**What is needed**
Copy the records below in full and leave every image out of the copy.

**Given information**
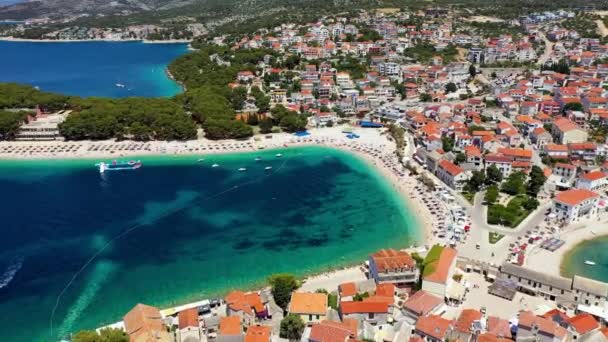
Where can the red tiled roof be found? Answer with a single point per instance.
(575, 196)
(434, 326)
(230, 325)
(595, 175)
(422, 303)
(351, 307)
(328, 331)
(390, 259)
(347, 289)
(527, 320)
(450, 167)
(442, 266)
(583, 323)
(258, 333)
(466, 319)
(188, 318)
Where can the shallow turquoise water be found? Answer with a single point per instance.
(92, 68)
(177, 230)
(595, 250)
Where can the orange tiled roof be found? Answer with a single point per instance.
(308, 303)
(328, 331)
(583, 323)
(592, 176)
(422, 303)
(465, 321)
(575, 196)
(143, 320)
(188, 318)
(450, 167)
(434, 326)
(258, 333)
(351, 307)
(347, 289)
(390, 259)
(230, 325)
(442, 266)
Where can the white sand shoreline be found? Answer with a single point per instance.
(327, 137)
(554, 262)
(109, 40)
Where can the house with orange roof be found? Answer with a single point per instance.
(422, 304)
(433, 328)
(330, 331)
(258, 333)
(575, 205)
(540, 137)
(439, 271)
(451, 174)
(230, 326)
(535, 328)
(565, 131)
(498, 327)
(144, 323)
(467, 326)
(311, 307)
(594, 181)
(248, 306)
(393, 266)
(347, 290)
(582, 324)
(556, 151)
(188, 325)
(373, 312)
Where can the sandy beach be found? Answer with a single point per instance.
(551, 262)
(113, 40)
(372, 146)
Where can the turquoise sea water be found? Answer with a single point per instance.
(595, 250)
(91, 68)
(177, 230)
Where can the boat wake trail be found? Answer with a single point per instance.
(8, 275)
(138, 224)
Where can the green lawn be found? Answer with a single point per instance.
(469, 196)
(431, 259)
(510, 215)
(495, 237)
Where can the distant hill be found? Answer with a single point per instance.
(243, 10)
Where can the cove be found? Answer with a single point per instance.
(178, 230)
(106, 69)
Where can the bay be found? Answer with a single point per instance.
(106, 69)
(79, 249)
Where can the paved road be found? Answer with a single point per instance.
(548, 48)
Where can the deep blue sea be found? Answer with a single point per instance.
(92, 68)
(79, 249)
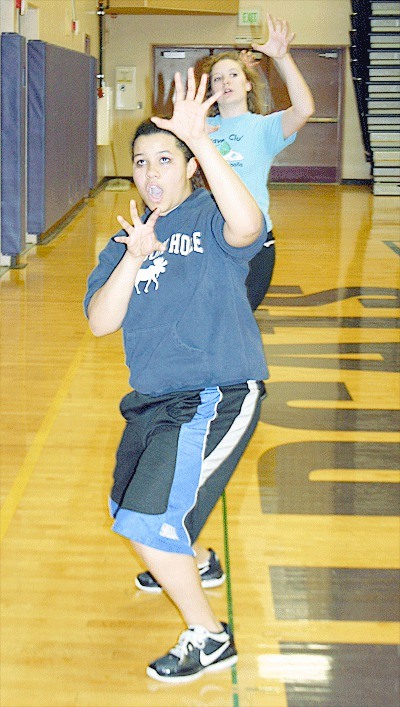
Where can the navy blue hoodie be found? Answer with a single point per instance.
(189, 324)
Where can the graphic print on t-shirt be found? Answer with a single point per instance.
(151, 274)
(177, 244)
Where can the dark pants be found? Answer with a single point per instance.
(259, 278)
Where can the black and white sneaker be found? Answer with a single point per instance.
(211, 573)
(198, 651)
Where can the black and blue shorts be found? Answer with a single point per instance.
(176, 455)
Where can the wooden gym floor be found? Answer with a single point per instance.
(308, 529)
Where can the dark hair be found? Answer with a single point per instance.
(254, 96)
(147, 127)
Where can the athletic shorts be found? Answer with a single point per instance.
(176, 455)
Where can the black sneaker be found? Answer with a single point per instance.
(211, 573)
(198, 651)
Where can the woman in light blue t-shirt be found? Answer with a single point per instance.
(249, 140)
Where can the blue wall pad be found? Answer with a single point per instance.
(13, 123)
(61, 132)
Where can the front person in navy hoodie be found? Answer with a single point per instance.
(174, 281)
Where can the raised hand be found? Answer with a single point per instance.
(248, 58)
(141, 239)
(188, 120)
(279, 39)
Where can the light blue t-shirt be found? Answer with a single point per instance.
(249, 143)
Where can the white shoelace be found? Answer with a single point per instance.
(195, 637)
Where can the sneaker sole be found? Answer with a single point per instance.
(206, 584)
(222, 665)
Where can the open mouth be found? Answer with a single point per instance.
(155, 192)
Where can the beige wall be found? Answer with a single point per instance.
(129, 39)
(55, 23)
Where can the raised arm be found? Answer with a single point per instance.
(243, 218)
(109, 304)
(277, 47)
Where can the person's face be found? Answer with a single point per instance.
(228, 76)
(160, 172)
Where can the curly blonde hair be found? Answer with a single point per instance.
(254, 96)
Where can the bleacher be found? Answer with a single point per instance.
(375, 66)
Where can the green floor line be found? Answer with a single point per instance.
(229, 592)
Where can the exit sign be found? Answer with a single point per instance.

**Written answer**
Where can the red tiled roof be found? Answer with a single point per instance.
(575, 196)
(434, 326)
(230, 325)
(595, 175)
(422, 303)
(351, 307)
(328, 331)
(390, 259)
(347, 289)
(527, 320)
(450, 167)
(442, 266)
(583, 323)
(258, 333)
(466, 319)
(188, 318)
Where can the shallow turquoise water be found? Answer with a single point per instance.
(92, 68)
(177, 230)
(595, 250)
Where can the orange tiled roof be found? Answer with a single point per instance.
(308, 303)
(328, 331)
(583, 323)
(592, 176)
(422, 303)
(465, 321)
(575, 196)
(143, 320)
(188, 318)
(450, 167)
(434, 326)
(258, 333)
(351, 307)
(347, 289)
(390, 259)
(230, 325)
(442, 266)
Where can the white sand shoreline be found? Answer with a single point per instance.
(327, 137)
(554, 262)
(109, 40)
Where can the house with orange roof be found? Answer with a single point per instance.
(422, 304)
(433, 328)
(330, 331)
(258, 333)
(575, 205)
(540, 137)
(439, 271)
(451, 174)
(230, 326)
(535, 328)
(565, 131)
(498, 327)
(144, 323)
(467, 326)
(311, 307)
(594, 181)
(248, 306)
(393, 266)
(347, 290)
(582, 324)
(556, 151)
(188, 325)
(373, 312)
Where can the sandy beach be found? Answer with a single point per instance.
(551, 262)
(113, 40)
(372, 146)
Where can the turquoise sea water be found? Answer with a single point per instance.
(595, 250)
(91, 68)
(177, 230)
Where can the boat wake trail be found? Answer with a single point per instance.
(8, 275)
(138, 224)
Where can the green lawn be found? Answer with a single point per instance.
(469, 196)
(431, 259)
(510, 215)
(495, 237)
Where can the distant hill be found? Answer with a single point per instance.
(243, 10)
Where can the cove be found? Answer with a single point per instance.
(178, 230)
(106, 69)
Where can the bay be found? Answer with a single point per instance.
(106, 69)
(79, 249)
Where can the paved road be found? Answer with a single point per instance.
(548, 48)
Where can the deep blue sea be found? Answer with a single point per instance.
(92, 68)
(79, 249)
Where can the navy blue hoodie be found? Answer with a single point per instance.
(189, 324)
Where can the graphic print on t-shirt be found? Answer with a single point per instance.
(151, 274)
(177, 244)
Where can the dark pants be found? Answer with a single point per instance.
(259, 278)
Where can the black and white sneaker be found? Answer with a single point per instance.
(211, 573)
(198, 651)
Where can the black and blue shorts be found? Answer with a single point per instance.
(176, 455)
Where can the wooden gym floor be found? Answer with a single point per instance.
(308, 529)
Where can the dark hair be found? Answer with a single point per instance.
(254, 96)
(147, 127)
Where can the athletic shorts be found? Answer with a single point per instance.
(176, 455)
Where can the black sneaker be found? Answer with a single point per instance.
(211, 573)
(198, 651)
Where can the woman in light blue t-shirt be found? Answer with a single point per instance.
(249, 140)
Where can the blue wall pad be found? Answer with a single point per instance.
(13, 123)
(61, 132)
Where can the front person in navy hoodie be found? Answer with a single point per instance.
(174, 281)
Where can the raised hand be found? Answer with a single point per instance.
(248, 58)
(141, 239)
(188, 120)
(279, 39)
Where can the light blue t-shirt be found? Answer with a single point per instance.
(249, 143)
Where can the white shoelace be found? Answer with a single point per instance.
(195, 637)
Where can the sneaker sole be found? Answer with a single point per instance.
(206, 584)
(222, 665)
Where can the open mouth be found? Answer with a single point per instance.
(155, 192)
Where can the beige wall be found? Answer with a single point per instance.
(129, 39)
(55, 23)
Where can the raised arm be found? Answer with a single point per instance.
(243, 218)
(109, 304)
(277, 47)
Where can the person's face be found? Answer with a single point per instance.
(228, 76)
(160, 172)
Where can the curly blonde hair be found? Answer with a single point per instance.
(254, 96)
Where can the bleacher be found? Answer with a single point per instance.
(375, 66)
Where can the green floor line be found? Answer with a single point per instance.
(229, 592)
Where can the exit sign be found? Answer with a single point per instance.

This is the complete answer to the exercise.